Document.
================================

2010-04-21 Thread Simon Urbanek

On Apr 21, 2010, at 2:15 PM, Seth Falcon wrote:

 On 4/21/10 10:45 AM, Simon Urbanek wrote:
 Won't that miss the last incomplete chunk? (and please don't use
 DATAPTR on INTSXP even though the effect is currently the same)
 
 In general it seems that the it depends on nt whether this is
 efficient or not since calls to short memcpy are expensive (very
 small nt that is).
 
 I ran some empirical tests to compare memcpy vs for() (x86_64, OS X)
 and the results were encouraging - depending on the size of the
 copied block the difference could be quite big: tiny block (ca. n =
 32 or less) - for() is faster small block (n ~ 1k) - memcpy is ca. 8x
 faster as the size increases the gap closes (presumably due to RAM
 bandwidth limitations) so for n = 512M it is ~30%.
 
 
 Of course this is contingent on the implementation of memcpy,
 compiler, architecture etc. And will only matter if copying is what
 you do most of the time ...
 
 Copying of vectors is something that I would expect to happen fairly often in 
 many applications of R.

================================

Raw data.
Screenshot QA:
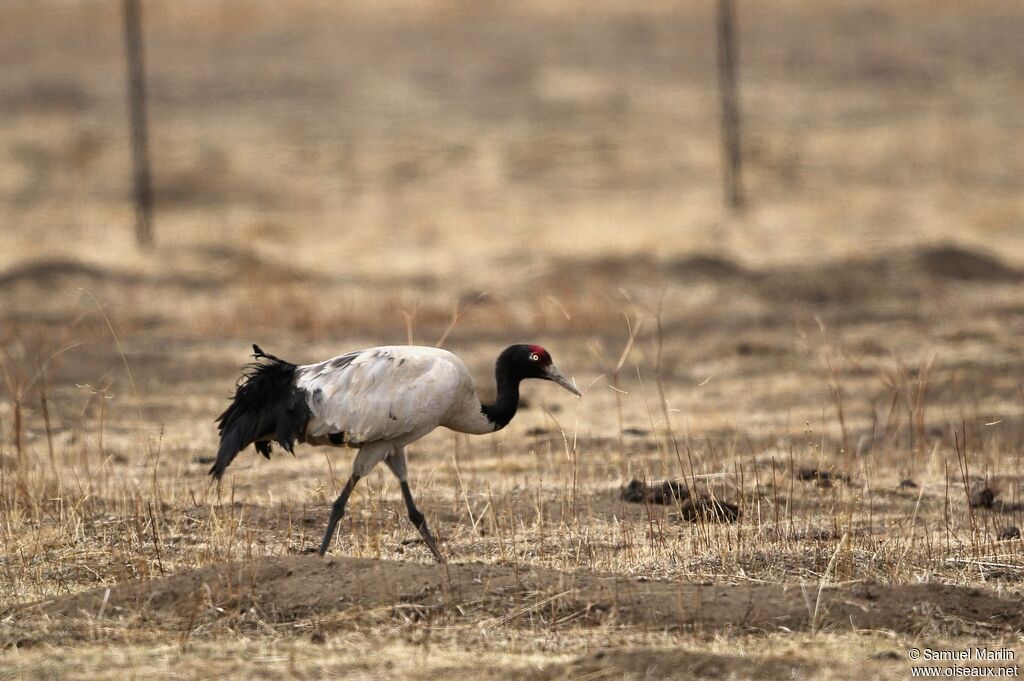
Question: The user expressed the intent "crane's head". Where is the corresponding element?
[497,345,580,395]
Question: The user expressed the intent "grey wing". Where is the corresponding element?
[296,349,461,445]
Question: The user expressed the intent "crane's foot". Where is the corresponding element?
[417,521,445,563]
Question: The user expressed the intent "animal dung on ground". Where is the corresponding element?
[623,479,690,506]
[797,466,851,487]
[967,480,999,508]
[679,497,739,522]
[996,525,1021,542]
[622,479,739,522]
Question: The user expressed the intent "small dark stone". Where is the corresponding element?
[967,480,997,508]
[997,525,1021,542]
[622,479,690,506]
[623,480,646,504]
[681,497,739,522]
[797,466,851,487]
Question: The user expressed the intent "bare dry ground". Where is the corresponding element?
[0,0,1024,679]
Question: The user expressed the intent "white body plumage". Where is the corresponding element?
[295,345,496,448]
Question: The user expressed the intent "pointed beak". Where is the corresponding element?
[545,365,583,397]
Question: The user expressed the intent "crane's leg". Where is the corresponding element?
[384,448,444,563]
[319,442,391,556]
[319,473,359,556]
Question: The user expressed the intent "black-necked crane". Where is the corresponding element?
[210,345,580,562]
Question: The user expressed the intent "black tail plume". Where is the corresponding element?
[210,344,312,479]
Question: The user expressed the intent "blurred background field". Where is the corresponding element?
[0,0,1024,678]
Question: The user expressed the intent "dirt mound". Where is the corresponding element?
[529,649,813,679]
[0,254,142,288]
[18,556,1024,633]
[752,245,1024,305]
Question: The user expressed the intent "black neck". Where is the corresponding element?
[480,363,520,430]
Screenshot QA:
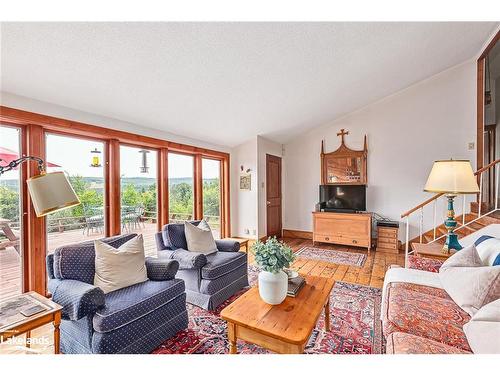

================================

Goal.
Transcribe the stretch of the memcpy thread from "On Apr 21, 2010, at" through "nt that is).". The records come from a separate source unrelated to the text.

Solution.
On Apr 21, 2010, at 2:15 PM, Seth Falcon wrote:

 On 4/21/10 10:45 AM, Simon Urbanek wrote:
 Won't that miss the last incomplete chunk? (and please don't use
 DATAPTR on INTSXP even though the effect is currently the same)
 
 In general it seems that the it depends on nt whether this is
 efficient or not since calls to short memcpy are expensive (very
 small nt that is).